* Task statement:
Report back the lines in this listing that carry the string "fence".
(Records provided)
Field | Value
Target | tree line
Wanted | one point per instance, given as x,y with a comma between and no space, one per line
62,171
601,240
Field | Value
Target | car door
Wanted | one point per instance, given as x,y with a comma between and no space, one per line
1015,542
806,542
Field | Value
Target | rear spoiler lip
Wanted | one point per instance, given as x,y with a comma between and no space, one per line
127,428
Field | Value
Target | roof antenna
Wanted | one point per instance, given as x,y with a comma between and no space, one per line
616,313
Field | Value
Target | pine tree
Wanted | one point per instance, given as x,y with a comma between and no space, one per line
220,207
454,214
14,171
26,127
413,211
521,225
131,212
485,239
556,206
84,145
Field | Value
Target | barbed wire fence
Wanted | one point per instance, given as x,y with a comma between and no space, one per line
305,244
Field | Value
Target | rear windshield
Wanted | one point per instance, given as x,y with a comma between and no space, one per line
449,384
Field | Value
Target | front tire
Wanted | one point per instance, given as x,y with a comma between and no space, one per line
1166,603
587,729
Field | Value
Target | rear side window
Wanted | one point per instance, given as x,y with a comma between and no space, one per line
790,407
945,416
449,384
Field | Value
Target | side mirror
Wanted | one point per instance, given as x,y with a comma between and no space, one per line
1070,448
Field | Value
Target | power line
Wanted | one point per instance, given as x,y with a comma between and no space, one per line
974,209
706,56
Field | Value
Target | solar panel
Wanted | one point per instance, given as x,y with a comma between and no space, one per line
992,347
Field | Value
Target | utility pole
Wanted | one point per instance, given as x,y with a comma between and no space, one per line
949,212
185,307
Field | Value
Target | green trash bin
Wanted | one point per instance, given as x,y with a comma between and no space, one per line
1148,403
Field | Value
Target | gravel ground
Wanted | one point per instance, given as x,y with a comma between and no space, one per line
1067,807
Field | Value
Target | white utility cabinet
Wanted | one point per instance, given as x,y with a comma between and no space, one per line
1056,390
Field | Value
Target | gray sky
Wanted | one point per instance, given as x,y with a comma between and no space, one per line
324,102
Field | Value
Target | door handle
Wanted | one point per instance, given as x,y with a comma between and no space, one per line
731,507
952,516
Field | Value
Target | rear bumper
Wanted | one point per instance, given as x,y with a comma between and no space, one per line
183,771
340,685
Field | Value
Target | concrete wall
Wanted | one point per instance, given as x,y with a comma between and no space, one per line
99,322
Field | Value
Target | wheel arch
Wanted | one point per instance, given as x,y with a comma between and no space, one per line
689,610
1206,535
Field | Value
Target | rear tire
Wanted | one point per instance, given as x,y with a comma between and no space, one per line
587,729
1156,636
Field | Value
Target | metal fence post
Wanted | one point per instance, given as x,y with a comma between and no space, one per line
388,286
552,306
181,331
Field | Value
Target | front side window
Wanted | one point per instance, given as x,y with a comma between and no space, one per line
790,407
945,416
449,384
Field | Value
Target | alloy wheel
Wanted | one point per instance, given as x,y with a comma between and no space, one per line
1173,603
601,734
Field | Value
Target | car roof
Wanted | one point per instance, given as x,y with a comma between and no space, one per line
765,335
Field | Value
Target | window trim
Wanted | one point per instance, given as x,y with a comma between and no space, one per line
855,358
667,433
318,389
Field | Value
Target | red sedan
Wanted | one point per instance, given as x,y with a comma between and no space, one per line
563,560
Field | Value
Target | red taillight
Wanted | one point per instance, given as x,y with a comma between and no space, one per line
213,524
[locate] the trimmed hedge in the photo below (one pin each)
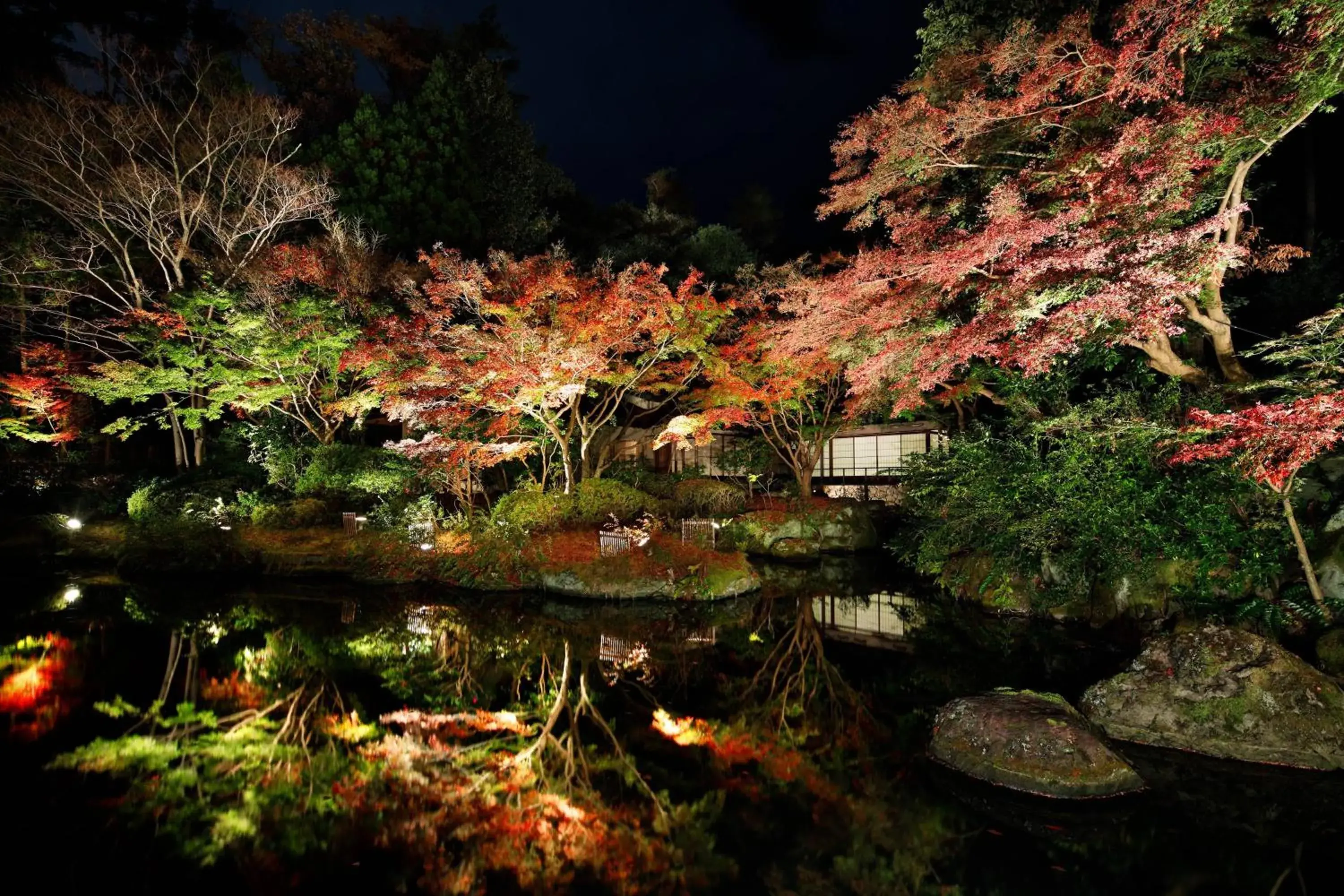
(709, 497)
(535, 511)
(597, 500)
(293, 515)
(End Records provided)
* Reply to the exercise:
Target | barbed wire fence
Target | metal fence post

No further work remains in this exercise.